Sarah (Lena Headey) wakes up in the hospital after being shot last episode, then busts out under the hallucinated admonitions of One True Love Kyle Reese (Jonathan Jackson). She gives Derek Reese (Brian Austin Green) a call, revealing the high-tech warehouse she found in the desert and ordering him to dispose of the evidence she left behind there. He's sitting in the waiting room of another hospital with John (Thomas Dekker) and Cameron (Summer Glau), waiting for news on Riley (Leven Rambin) who tried to kill herself last episode. They stay, Derek goes.
Sarah abducts a female doctor (Laura Regan) named Burnett in the hospital parking lot and takes her to a hotel room to work on her wounded leg. The woman can't remove the bullet, however, and convinces Sarah to head back to the hospital for proper care. After sneaking into the morgue using an ambulance gurney, Sarah surrenders her gun and allows Dr. Burnett to put her under.
Down in the bowels of Zeira Corp, John Henry (Garret Dillahunt) tells Ellison (Richard T. Jones) how much it has learned about its new body--its arrival in 1999 as Cromartie, its imitation of actor George Lazlo, its massacre of the FBI agents at the end of Season One--which it obtained by Google-searching Ellison's name. When Weaver (Shirley Manson) speaks to John Henry, it reveals that it knows what she really is. She tells it that everything she does, she does for it, then high-tails it to the warehouse in the desert and proceeds to butcher everyone in sight before blowing the place sky high.
Back in the other hospital, Jesse (Stephanie Jacobsen) arrives to take Riley away, then gives her considerable grief for trying to off herself. The police are hot on Sarah's tail but they don't count on Derek, who blows up her Jeep in the impound yard and burns the other evidence to cover her tracks. (The police still have an audiotape, however, revealing the location of the warehouse.) He then heads to the hospital to pick up Sarah, resulting in a three-way stand-off between Derek, the chief of police and Dr. Burnett. The latter two apparently have a history, which is probably why she shoots him instead of Reese. Sarah wakes up and she and Derek flee the hospital together.
The Good
The juice of this show mainly lies with Zeira Corp at the moment, both in terms of cerebral concepts (John Henry's halting progress towards sentience) and visceral action (Weaver's massacre of the warehouse personnel, which was this week's ass-kicking high point). The police in pursuit of Sarah are shaping up to be interesting foils (barring, you know, the one who got shot) and may lend some urgency to the series if they're allowed to develop properly. As always, Headey is damn tough to dislike in the lead role, and SCC can avoid full-bore disaster as long as she's around.

------------------------------------------------------------------------

### Exercise requirements
A) Rewrite the episode recap starting at "Sarah abducts a" and ending at "put her under.", substituting "motel" for "hotel".
B) Answer these questions from the episode recap:
(i) Who arrives at the other hospital to take Riley away?
(ii) How did John Henry obtain what it learned about its new body?
(iii) What does Derek blow up in the impound yard?

------------------------------------------------------------------------

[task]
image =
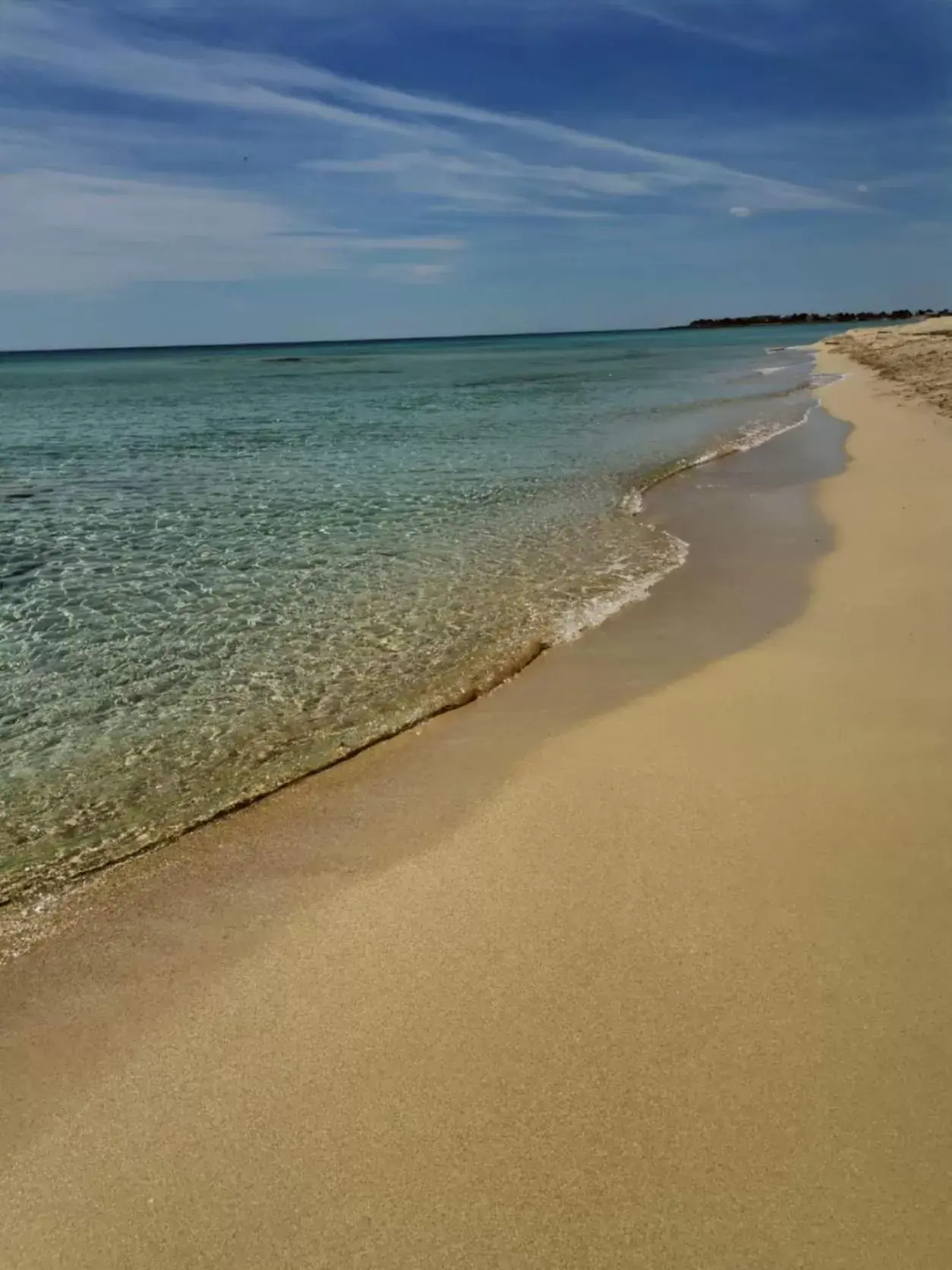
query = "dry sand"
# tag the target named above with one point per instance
(678, 996)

------------------------------------------------------------------------

### Expected outputs
A)
Sarah abducts a female doctor (Laura Regan) named Burnett in the hospital parking lot and takes her to a motel room to work on her wounded leg. The woman can't remove the bullet, however, and convinces Sarah to head back to the hospital for proper care. After sneaking into the morgue using an ambulance gurney, Sarah surrenders her gun and allows Dr. Burnett to put her under.

B)
(i) Jesse (Stephanie Jacobsen).
(ii) By Google-searching Ellison's name.
(iii) Sarah's Jeep.